• Exercise instructions
Can you render the records from the line containing "Target: chrome wheel of sedan" down to the line containing "67), (111, 33)]", both ends included, as a numbered list with blank lines omitted and nothing else?

• Records taken from a collection
┏━━

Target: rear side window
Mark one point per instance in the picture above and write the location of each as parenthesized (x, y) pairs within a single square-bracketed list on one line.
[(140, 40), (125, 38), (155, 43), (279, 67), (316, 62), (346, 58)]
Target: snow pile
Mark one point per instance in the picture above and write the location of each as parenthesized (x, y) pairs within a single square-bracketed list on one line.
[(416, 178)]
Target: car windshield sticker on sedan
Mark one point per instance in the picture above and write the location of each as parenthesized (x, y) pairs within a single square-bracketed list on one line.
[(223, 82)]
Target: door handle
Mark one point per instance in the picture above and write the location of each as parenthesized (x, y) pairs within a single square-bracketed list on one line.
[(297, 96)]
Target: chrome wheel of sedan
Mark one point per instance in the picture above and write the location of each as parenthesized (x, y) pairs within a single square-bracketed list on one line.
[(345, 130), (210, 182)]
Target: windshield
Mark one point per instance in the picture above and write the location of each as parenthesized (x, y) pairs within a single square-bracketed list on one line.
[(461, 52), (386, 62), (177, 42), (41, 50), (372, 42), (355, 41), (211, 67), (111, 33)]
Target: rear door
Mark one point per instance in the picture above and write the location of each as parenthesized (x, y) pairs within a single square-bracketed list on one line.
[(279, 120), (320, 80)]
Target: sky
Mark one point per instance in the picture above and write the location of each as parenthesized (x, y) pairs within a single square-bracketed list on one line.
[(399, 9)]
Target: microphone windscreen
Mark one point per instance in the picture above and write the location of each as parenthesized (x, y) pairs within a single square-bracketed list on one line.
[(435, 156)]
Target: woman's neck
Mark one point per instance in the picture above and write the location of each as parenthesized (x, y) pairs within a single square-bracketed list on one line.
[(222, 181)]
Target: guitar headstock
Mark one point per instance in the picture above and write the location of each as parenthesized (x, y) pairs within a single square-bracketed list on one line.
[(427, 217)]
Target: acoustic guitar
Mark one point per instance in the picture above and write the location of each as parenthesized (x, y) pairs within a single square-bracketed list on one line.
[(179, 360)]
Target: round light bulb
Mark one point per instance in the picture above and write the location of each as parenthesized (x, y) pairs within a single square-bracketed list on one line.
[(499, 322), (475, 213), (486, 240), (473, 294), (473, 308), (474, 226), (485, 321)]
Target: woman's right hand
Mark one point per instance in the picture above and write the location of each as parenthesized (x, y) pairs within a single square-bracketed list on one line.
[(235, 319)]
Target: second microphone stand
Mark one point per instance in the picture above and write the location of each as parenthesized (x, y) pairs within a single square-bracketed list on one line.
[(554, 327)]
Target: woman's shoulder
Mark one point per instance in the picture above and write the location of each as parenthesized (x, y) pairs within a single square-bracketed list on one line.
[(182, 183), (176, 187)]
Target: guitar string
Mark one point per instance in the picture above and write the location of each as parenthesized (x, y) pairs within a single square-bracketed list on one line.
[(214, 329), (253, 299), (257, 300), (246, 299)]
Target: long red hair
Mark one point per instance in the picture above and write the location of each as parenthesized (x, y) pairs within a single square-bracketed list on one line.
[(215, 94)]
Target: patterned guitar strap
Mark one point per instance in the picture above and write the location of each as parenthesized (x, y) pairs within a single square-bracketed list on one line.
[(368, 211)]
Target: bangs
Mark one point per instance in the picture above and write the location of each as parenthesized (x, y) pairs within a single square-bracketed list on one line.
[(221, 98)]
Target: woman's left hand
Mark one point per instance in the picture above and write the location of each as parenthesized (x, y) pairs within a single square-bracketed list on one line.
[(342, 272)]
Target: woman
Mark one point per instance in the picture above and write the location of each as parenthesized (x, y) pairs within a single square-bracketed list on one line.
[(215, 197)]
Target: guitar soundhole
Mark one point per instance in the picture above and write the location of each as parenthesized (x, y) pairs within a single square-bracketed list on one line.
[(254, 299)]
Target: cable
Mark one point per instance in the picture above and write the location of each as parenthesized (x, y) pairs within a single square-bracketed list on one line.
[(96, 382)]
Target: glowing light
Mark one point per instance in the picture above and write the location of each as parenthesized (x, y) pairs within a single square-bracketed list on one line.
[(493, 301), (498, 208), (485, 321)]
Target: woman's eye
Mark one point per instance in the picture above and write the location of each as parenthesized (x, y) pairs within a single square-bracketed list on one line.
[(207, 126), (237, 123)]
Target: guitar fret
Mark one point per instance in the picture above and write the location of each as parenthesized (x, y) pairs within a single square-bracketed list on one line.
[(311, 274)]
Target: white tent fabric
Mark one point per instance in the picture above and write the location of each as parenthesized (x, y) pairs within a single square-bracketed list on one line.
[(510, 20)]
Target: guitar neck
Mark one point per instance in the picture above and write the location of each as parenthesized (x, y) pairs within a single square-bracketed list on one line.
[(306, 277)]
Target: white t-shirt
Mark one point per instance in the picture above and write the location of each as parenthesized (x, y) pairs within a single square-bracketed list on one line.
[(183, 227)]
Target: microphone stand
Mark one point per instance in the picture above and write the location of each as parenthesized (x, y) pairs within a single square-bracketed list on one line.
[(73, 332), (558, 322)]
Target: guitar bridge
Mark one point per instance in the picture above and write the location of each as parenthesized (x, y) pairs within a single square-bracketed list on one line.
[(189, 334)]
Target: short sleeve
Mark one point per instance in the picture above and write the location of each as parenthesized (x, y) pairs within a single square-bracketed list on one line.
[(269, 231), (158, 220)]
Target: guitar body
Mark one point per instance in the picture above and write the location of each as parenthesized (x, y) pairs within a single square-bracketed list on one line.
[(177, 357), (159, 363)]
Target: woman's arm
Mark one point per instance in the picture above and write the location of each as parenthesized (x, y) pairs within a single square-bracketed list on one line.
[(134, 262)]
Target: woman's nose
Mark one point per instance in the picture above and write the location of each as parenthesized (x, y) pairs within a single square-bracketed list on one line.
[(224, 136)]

┗━━

• Response
1. Target: chrome wheel of sedan
2. Mark one point per instance in the picture above and write the location of each as parenthesized (x, y) pairs within a single square-bracketed list on one line.
3. [(345, 130), (210, 182)]
4. Target: windshield
5. Mark one point per instance in the picture above and write the location of each as parenthesized (x, y) pairs within a single square-bracketed list on one line.
6. [(461, 52), (386, 62), (177, 42), (41, 50), (372, 42), (355, 41), (211, 67), (111, 33)]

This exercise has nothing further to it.